PROBLEMS AND TASKS
[a] Answer from the text on the equivalent mass of copper sulphate, one answer per line:
(i) What molar mass does it give for CuSO4·5H2O?
(ii) Which law does the hint ask you to recall?
(iii) What oxidation state does copper have in Cu2I2?
[b] Update the text on the equivalent mass of copper sulphate between "A) (a) 249 (b)" and "reduce the cation.", inclusive, writing that part out again with "atomic mass" replaced by "molar mass".

TEXT PASSAGE
+ + + + +
Question

The molar mass of $CuS{O_4}.5{H_2}O$is 249. Its equivalent mass in the reaction (a) and (b) would be:
(a) Reaction of $CuS{O_4} + KI \to Product$
(b) Electrolysis of $CuS{O_4}.5{H_2}O$ solution.

A) (a) 249 (b) 249
B) (a) 124.5 (b) 124.5
C) (a) 249 (b) 124.5
D) (a) 124.5 (b) 249

Answer 1

Hint: Recall the Faraday's second law of electrolysis which states that the amount of substance liberated when the electricity is passed through the electrolytic solution are proportional to their chemical equivalent weights.
Chemical equivalent weight = atomic mass of metal / no. of electrons required to reduce the cation.


Complete step by step answer:
Here, in part (a) : reaction of copper sulphate with KI taking place.
$\begin{gathered}
CuS{O_4} + KI \to Product
CuS{O_4}.5{H_2}O + KI \to C{u_2}{I_2} + {I_2} + {K_2}S{O_4} + {H_2}O

\end{gathered} $
In this, the oxidation state of copper in $CuS{O_4}$ is +2 and the oxidation state of copper in $C{u_2}{I_2}$ is +1. Oxidation state of copper is changing from +2 to +1 ,hence 2 electrons needed to reduce the copper .
+ + + + +
GIVEN DATA

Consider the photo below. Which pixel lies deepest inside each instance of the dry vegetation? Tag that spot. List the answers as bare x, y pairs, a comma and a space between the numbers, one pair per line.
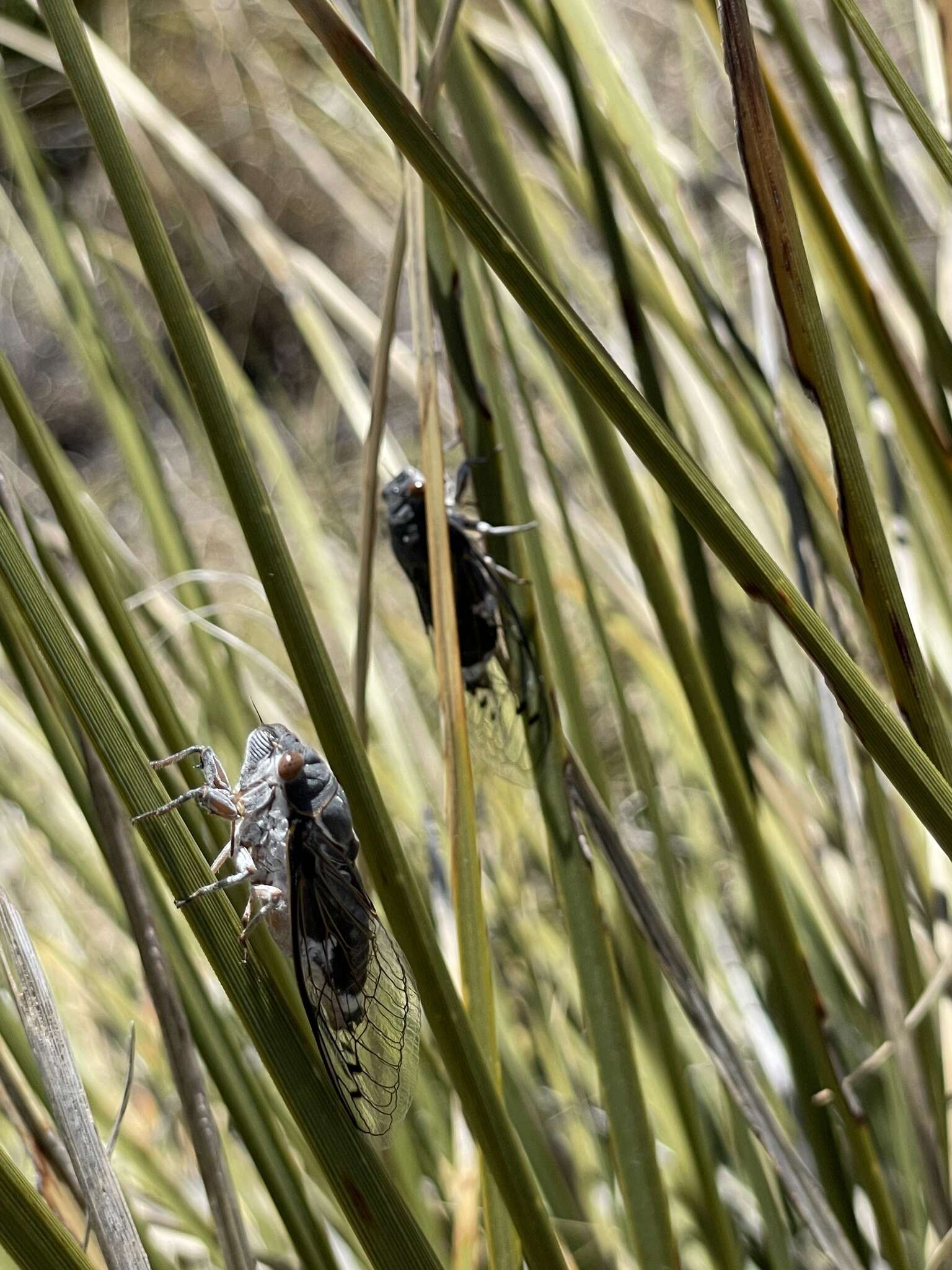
+ + + + +
PROBLEM SOLUTIONS
[a]
(i) 249
(ii) Faraday's second law of electrolysis
(iii) +1

[b]
A) (a) 249 (b) 249
B) (a) 124.5 (b) 124.5
C) (a) 249 (b) 124.5
D) (a) 124.5 (b) 249

Answer 1

Hint: Recall the Faraday's second law of electrolysis which states that the amount of substance liberated when the electricity is passed through the electrolytic solution are proportional to their chemical equivalent weights.
Chemical equivalent weight = molar mass of metal / no. of electrons required to reduce the cation.